[Extracted records]
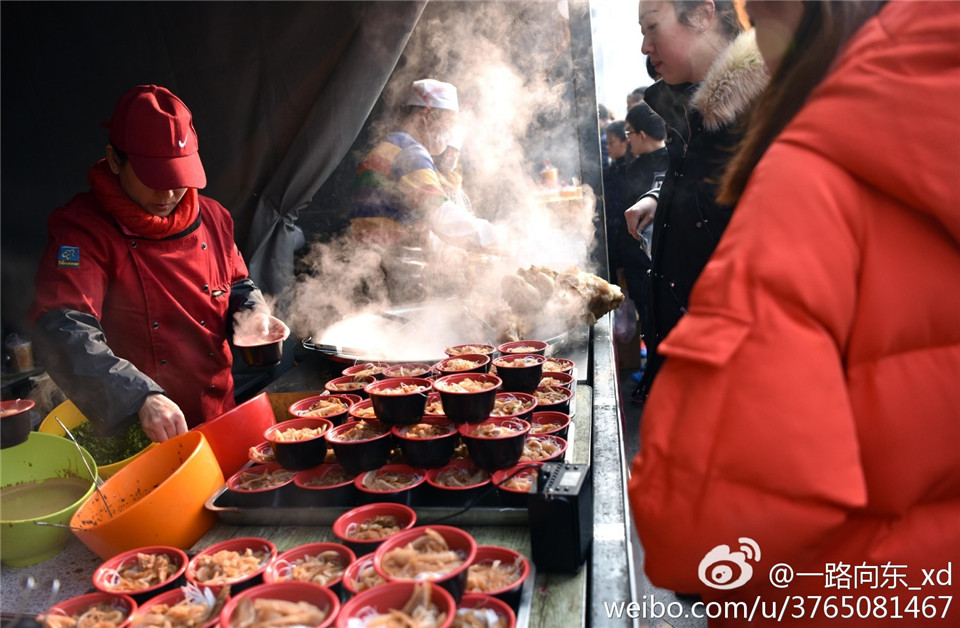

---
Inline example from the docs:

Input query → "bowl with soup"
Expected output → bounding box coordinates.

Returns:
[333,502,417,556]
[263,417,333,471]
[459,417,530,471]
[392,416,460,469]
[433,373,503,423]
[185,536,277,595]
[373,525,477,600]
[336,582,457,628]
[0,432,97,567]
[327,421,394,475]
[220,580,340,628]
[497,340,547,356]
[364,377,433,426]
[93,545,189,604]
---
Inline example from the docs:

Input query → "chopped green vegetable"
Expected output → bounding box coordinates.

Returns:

--

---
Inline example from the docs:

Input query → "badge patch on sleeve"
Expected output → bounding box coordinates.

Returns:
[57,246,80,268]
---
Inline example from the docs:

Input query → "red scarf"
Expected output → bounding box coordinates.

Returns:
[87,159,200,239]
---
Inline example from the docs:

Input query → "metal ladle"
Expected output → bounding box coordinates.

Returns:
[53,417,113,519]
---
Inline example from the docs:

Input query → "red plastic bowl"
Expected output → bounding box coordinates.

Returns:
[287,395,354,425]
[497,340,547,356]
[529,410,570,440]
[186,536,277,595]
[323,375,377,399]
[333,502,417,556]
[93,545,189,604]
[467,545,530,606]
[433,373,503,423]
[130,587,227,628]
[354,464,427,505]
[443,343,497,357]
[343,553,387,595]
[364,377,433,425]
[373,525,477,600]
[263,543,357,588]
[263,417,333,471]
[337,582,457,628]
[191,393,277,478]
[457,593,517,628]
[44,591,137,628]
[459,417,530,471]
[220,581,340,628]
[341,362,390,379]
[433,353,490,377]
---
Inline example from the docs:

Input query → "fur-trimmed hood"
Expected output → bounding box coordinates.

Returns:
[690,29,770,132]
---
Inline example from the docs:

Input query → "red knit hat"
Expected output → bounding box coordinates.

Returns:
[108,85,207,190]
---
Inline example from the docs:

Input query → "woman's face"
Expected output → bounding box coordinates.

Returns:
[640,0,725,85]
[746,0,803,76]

--

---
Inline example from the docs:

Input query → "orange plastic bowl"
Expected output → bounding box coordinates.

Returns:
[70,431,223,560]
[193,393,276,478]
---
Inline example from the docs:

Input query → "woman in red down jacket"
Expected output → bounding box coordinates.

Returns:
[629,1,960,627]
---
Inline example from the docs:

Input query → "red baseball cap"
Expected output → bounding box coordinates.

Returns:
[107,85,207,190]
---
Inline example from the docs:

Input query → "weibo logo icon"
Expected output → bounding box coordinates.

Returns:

STATED PROBLEM.
Select every line of the data above that contains the word "plastic" and copy each one.

COMPLETE RESPONSE.
Input query → "red plastic bowl"
Input query → "orange plastic bowl"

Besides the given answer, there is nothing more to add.